■ **WORK REQUIRED**: Only the lines from the one with "of the neighboring" to the end of the data below should be given again, exactly as written.

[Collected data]
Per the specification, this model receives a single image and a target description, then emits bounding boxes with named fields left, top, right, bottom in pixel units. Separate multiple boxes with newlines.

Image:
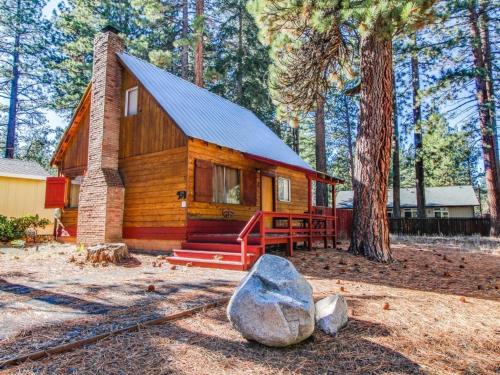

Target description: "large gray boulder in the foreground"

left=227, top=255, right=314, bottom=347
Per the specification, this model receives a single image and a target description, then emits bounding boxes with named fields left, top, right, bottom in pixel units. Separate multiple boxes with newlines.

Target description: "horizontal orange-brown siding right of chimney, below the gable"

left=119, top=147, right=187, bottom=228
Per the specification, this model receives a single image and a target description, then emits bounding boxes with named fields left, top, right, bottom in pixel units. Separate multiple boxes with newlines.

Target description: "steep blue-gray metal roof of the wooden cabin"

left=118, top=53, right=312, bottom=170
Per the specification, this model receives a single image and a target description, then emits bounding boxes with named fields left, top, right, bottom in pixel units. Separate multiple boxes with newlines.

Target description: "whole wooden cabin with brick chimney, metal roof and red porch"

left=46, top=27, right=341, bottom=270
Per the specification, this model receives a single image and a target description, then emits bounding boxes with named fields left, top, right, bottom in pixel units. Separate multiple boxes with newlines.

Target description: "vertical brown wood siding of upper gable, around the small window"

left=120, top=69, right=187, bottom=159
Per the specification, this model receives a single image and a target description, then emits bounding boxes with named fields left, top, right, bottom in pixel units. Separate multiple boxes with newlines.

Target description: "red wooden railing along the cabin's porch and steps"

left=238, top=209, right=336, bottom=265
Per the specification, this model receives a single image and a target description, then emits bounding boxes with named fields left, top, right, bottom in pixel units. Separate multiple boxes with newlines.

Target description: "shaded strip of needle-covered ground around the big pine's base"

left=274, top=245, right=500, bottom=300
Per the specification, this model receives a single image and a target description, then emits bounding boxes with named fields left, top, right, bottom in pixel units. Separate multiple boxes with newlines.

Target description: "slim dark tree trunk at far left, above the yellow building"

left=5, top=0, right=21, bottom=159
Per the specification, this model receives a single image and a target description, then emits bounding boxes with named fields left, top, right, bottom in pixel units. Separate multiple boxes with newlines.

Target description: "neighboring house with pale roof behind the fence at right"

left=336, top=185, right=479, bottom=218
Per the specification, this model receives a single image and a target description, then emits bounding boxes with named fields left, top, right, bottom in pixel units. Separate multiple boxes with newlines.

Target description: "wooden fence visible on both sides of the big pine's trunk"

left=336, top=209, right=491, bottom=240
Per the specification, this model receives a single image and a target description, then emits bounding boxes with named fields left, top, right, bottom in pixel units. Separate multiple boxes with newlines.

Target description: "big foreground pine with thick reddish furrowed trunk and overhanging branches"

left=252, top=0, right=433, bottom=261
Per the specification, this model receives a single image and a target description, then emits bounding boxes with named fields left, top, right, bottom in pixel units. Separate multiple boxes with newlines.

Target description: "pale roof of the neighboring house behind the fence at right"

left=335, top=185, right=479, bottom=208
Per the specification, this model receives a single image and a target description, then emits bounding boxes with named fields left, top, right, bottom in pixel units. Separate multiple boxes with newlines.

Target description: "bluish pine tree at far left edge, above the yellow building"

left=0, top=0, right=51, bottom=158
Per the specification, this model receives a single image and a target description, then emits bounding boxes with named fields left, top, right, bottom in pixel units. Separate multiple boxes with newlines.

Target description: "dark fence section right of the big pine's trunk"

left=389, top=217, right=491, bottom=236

■ **WRITTEN SOLUTION**:
Target description: "pale roof of the neighboring house behind the fence at right"

left=335, top=185, right=479, bottom=208
Per the specification, this model receives a single image and a target description, then emits bounding boxes with named fields left, top, right, bottom in pixel units. Separate multiple boxes with newlines.

Target description: "bluish pine tree at far left edge, above the yellow building"

left=0, top=0, right=51, bottom=158
Per the specification, this model receives a single image and a target description, then emits bounding boxes with named fields left, top, right, bottom in pixel units. Separate multiple boxes with newlines.

Target description: "dark fence section right of the big pine's trunk"

left=389, top=217, right=491, bottom=236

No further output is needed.